- **Problem to solve**
Rewrite the data below with every occurrence of "one pin per instance" replaced by "one point per instance", keeping everything else the same.

[Dataset items]
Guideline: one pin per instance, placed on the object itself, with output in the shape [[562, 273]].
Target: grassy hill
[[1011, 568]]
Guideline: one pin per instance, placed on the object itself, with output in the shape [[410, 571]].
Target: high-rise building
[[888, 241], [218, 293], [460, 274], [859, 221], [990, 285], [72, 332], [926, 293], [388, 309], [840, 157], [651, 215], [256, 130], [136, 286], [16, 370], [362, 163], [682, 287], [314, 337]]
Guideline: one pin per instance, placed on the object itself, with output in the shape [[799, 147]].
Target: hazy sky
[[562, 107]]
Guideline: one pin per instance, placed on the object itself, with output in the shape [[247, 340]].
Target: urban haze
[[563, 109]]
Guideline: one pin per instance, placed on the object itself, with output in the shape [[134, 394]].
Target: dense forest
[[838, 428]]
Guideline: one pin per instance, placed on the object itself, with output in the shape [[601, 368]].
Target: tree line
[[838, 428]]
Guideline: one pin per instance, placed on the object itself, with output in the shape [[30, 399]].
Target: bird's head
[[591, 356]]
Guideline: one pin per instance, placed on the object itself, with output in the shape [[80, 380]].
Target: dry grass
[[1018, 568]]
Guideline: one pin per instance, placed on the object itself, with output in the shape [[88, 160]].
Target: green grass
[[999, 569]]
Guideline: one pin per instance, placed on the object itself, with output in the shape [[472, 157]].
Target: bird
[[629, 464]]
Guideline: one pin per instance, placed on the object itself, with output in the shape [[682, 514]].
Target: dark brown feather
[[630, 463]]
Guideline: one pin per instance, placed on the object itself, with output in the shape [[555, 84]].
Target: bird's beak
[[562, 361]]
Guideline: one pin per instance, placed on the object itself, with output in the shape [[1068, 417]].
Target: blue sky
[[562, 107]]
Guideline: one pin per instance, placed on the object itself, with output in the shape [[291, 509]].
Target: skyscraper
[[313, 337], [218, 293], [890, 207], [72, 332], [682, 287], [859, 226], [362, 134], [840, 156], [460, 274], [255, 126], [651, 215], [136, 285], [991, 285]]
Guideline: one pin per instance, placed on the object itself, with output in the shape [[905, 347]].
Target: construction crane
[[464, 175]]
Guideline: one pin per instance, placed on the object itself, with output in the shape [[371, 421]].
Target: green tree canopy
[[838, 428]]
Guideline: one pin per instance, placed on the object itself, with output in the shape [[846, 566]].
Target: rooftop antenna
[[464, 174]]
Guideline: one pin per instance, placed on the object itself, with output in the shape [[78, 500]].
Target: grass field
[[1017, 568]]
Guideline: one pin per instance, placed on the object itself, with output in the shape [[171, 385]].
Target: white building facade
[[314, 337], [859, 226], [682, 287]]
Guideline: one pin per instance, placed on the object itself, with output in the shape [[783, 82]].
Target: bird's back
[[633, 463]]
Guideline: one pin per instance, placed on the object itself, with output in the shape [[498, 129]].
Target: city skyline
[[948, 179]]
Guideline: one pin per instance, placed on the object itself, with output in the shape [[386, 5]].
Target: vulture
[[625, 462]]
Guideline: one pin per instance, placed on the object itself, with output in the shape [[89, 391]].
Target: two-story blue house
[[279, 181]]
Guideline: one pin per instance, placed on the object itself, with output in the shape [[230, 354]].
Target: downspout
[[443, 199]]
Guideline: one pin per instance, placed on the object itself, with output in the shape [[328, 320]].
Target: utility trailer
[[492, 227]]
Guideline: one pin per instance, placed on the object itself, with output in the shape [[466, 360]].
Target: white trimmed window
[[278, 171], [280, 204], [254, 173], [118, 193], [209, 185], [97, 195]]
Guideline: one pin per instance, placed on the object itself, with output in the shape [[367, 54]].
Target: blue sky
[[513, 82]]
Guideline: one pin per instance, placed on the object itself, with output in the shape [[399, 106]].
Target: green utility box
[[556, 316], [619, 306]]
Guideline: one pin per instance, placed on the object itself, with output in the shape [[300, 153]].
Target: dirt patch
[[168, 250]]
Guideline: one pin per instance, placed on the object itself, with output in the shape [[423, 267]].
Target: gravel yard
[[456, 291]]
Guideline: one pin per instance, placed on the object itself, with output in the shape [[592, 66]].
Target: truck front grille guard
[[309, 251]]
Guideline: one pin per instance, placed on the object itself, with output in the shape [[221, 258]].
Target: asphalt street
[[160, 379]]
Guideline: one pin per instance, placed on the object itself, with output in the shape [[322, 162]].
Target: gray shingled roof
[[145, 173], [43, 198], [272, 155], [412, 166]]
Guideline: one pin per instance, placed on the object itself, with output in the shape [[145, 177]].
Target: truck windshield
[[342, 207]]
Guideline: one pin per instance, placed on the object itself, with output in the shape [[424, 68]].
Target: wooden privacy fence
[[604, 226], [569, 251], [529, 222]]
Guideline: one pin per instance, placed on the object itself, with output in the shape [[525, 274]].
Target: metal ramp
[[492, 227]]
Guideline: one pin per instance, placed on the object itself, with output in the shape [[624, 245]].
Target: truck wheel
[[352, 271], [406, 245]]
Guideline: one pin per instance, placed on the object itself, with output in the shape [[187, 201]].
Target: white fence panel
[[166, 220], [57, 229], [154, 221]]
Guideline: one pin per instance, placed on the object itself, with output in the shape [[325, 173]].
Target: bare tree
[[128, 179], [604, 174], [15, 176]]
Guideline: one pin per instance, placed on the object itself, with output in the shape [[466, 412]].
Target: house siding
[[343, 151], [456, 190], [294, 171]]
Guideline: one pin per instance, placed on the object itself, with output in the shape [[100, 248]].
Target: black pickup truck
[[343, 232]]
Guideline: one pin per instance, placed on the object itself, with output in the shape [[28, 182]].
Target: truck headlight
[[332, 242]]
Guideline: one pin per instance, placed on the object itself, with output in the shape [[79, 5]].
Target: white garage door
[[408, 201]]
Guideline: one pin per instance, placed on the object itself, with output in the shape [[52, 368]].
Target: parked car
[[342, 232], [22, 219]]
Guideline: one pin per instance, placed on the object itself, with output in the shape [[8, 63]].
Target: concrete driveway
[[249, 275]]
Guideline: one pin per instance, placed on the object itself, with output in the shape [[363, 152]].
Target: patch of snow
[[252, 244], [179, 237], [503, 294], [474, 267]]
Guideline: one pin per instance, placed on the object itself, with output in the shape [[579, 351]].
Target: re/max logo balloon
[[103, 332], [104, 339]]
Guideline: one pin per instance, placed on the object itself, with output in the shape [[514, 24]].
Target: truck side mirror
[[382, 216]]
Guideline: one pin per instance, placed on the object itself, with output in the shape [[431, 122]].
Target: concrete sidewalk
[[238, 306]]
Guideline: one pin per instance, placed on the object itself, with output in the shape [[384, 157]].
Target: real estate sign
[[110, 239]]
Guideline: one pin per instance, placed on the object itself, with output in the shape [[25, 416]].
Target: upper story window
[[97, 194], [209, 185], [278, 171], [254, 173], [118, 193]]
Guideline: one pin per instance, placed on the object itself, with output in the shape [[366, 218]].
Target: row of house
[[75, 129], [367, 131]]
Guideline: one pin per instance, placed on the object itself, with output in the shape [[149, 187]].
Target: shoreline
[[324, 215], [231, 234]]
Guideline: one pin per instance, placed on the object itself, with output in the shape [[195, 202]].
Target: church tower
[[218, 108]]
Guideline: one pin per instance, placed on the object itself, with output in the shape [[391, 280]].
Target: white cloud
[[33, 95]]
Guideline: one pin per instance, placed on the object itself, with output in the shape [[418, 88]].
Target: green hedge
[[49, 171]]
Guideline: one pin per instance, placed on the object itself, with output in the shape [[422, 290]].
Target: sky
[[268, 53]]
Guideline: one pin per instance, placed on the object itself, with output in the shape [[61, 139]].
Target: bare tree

- **Written answer**
Guideline: one point per instance, placed on the object itself, with output in the shape [[562, 273]].
Target: grassy hill
[[1011, 568]]
Guideline: one point per instance, placed on the object itself, with output in the shape [[410, 571]].
Target: high-rise building
[[888, 241], [218, 293], [460, 274], [859, 221], [990, 285], [72, 332], [926, 293], [388, 309], [840, 157], [651, 215], [256, 130], [136, 286], [16, 370], [362, 163], [682, 287], [314, 337]]
Guideline: one point per instance, placed on the object itself, with output in the shape [[799, 147]].
Target: hazy sky
[[562, 107]]
Guideline: one point per instance, placed on the object itself, with output in the shape [[247, 340]].
Target: urban haze
[[563, 109]]
Guideline: one point per instance, placed on the object itself, with output in the shape [[134, 394]].
Target: dense forest
[[838, 428]]
Guideline: one point per instance, placed on the object itself, with output in the shape [[601, 368]].
Target: tree line
[[838, 428]]
Guideline: one point per instance, placed on the object itself, with output in the shape [[30, 399]].
Target: bird's head
[[591, 356]]
Guideline: one point per instance, placed on the object itself, with output in the shape [[80, 380]].
Target: dry grass
[[1018, 568]]
Guideline: one point per instance, placed on the object itself, with output in the shape [[88, 160]].
Target: green grass
[[999, 569]]
Guideline: one point per instance, placed on the object itself, with output in the shape [[472, 157]].
Target: bird
[[629, 464]]
Guideline: one point per instance, placed on the object itself, with output in the shape [[682, 514]].
Target: dark brown feather
[[630, 463]]
Guideline: one point per instance, placed on the object itself, with output in the shape [[555, 84]].
Target: bird's beak
[[562, 361]]
Guideline: one point per instance, placed on the object itself, with output in the shape [[1068, 417]].
Target: blue sky
[[562, 107]]
Guideline: one point per instance, placed on the object itself, with output in the shape [[291, 509]].
Target: skyscraper
[[313, 337], [218, 293], [890, 207], [72, 332], [682, 287], [859, 226], [362, 134], [840, 156], [460, 274], [255, 126], [651, 215], [136, 285], [991, 285]]
Guideline: one point per instance, placed on the object itself, with output in the shape [[905, 347]].
Target: construction crane
[[464, 175]]
Guideline: one point per instance, placed on the object itself, with output in the shape [[371, 421]].
Target: green tree canopy
[[838, 428]]
Guideline: one point per instance, placed on the object itself, with output in the shape [[846, 566]].
Target: rooftop antenna
[[464, 174]]
Guideline: one point per instance, placed on the object itself, with output in the shape [[78, 500]].
Target: grass field
[[1017, 568]]
Guideline: one point per instance, placed on the object itself, with output in the shape [[171, 385]].
Target: white building facade
[[314, 337], [859, 226], [682, 287]]
Guideline: one point per instance, placed on the object itself, with output in the shape [[783, 82]].
Target: bird's back
[[633, 463]]
Guideline: one point per instance, placed on the object itself, with output in the shape [[498, 129]].
Target: city skyline
[[948, 179]]
Guideline: one point per instance, placed on the object itself, with output in the shape [[386, 5]].
Target: vulture
[[625, 462]]
Guideline: one point per instance, placed on the object itself, with output in the shape [[89, 391]].
Target: two-story blue house
[[279, 181]]
Guideline: one point per instance, placed on the object itself, with output in the shape [[230, 354]].
Target: downspout
[[443, 199]]
Guideline: one point per instance, placed on the object itself, with output in the shape [[328, 320]].
Target: utility trailer
[[492, 227]]
Guideline: one point per instance, placed on the object itself, with output in the shape [[466, 360]].
Target: white trimmed window
[[278, 171], [280, 204], [254, 173], [118, 193], [209, 185], [97, 195]]
Guideline: one point per instance, placed on the object itself, with output in the shape [[367, 54]].
Target: blue sky
[[513, 82]]
Guideline: one point per instance, placed on the object itself, with output in the shape [[399, 106]].
Target: green utility box
[[556, 316], [619, 306]]
Guideline: one point per instance, placed on the object itself, with output in the shape [[300, 153]].
Target: dirt patch
[[168, 250]]
Guideline: one point per instance, placed on the object itself, with output in the shape [[423, 267]].
Target: gravel yard
[[456, 291]]
Guideline: one point per instance, placed on the object itself, with output in the shape [[592, 66]].
Target: truck front grille guard
[[309, 251]]
Guideline: one point per instance, placed on the object itself, with output in the shape [[221, 258]].
Target: asphalt street
[[160, 379]]
Guideline: one point per instance, placed on the object itself, with output in the shape [[322, 162]].
Target: gray shingled roof
[[145, 173], [43, 198], [272, 155], [412, 166]]
Guideline: one point per instance, placed on the object itself, with output in the shape [[145, 177]].
Target: truck windshield
[[342, 207]]
Guideline: one point per instance, placed on the object itself, with output in the shape [[424, 68]].
Target: wooden privacy fence
[[604, 226], [569, 251], [529, 222]]
Guideline: one point per instance, placed on the object itself, with output in the shape [[525, 274]].
Target: metal ramp
[[492, 227]]
Guideline: one point per instance, placed on the object itself, with output in the shape [[624, 245]].
Target: truck wheel
[[352, 271], [406, 245]]
Guideline: one point per instance, placed on the object itself, with output in the shape [[187, 201]].
Target: white fence panel
[[166, 220], [57, 229], [154, 221]]
Guideline: one point per instance, placed on the object itself, with output in the shape [[325, 173]].
Target: bare tree
[[128, 179], [604, 174], [15, 176]]
Guideline: one point per instance, placed on the object itself, with output in the shape [[466, 412]].
Target: house siding
[[343, 151], [456, 190], [294, 171]]
Guideline: one point per instance, placed on the object itself, with output in the shape [[100, 248]].
Target: black pickup truck
[[343, 232]]
Guideline: one point per instance, placed on the object itself, with output in the shape [[28, 182]].
Target: truck headlight
[[332, 242]]
Guideline: one point per instance, placed on the object itself, with output in the shape [[79, 5]].
Target: white garage door
[[408, 201]]
Guideline: one point per instance, placed on the object itself, with output in the shape [[52, 368]].
Target: parked car
[[342, 232], [22, 219]]
Guideline: one point per instance, placed on the object itself, with output in the shape [[8, 63]].
Target: concrete driveway
[[249, 275]]
Guideline: one point per instance, placed on the object itself, with output in the shape [[363, 152]].
Target: patch of snow
[[252, 244], [179, 237], [503, 294], [474, 267]]
Guideline: one point per instance, placed on the object itself, with output in the shape [[579, 351]].
Target: re/max logo balloon
[[103, 332], [104, 339]]
Guideline: one point per instance, placed on the object itself, with output in the shape [[514, 24]].
Target: truck side mirror
[[382, 216]]
Guideline: one point per instance, placed on the object itself, with output in the shape [[431, 122]].
Target: concrete sidewalk
[[238, 306]]
Guideline: one point per instance, placed on the object itself, with output in the shape [[384, 157]].
Target: real estate sign
[[110, 239]]
Guideline: one point per instance, placed on the object itself, with output in the shape [[25, 416]].
Target: upper story window
[[97, 194], [209, 185], [278, 171], [254, 173], [118, 193]]
Guideline: one point per instance, placed on the object itself, with output in the shape [[366, 218]].
Target: row of house
[[75, 129], [367, 131]]
Guideline: one point per instance, placed on the object itself, with output in the shape [[149, 187]].
Target: shoreline
[[324, 215], [231, 234]]
Guideline: one point per instance, placed on the object itself, with output in the shape [[195, 202]].
Target: church tower
[[218, 108]]
Guideline: one point per instance, placed on the object itself, with output in the shape [[391, 280]].
Target: white cloud
[[33, 95]]
Guideline: one point per instance, placed on the object itself, with output in the shape [[418, 88]].
Target: green hedge
[[49, 171]]
Guideline: one point per instance, placed on the object itself, with output in the shape [[422, 290]].
Target: sky
[[268, 53]]
Guideline: one point per instance, placed on the object itself, with output in the shape [[61, 139]].
Target: bare tree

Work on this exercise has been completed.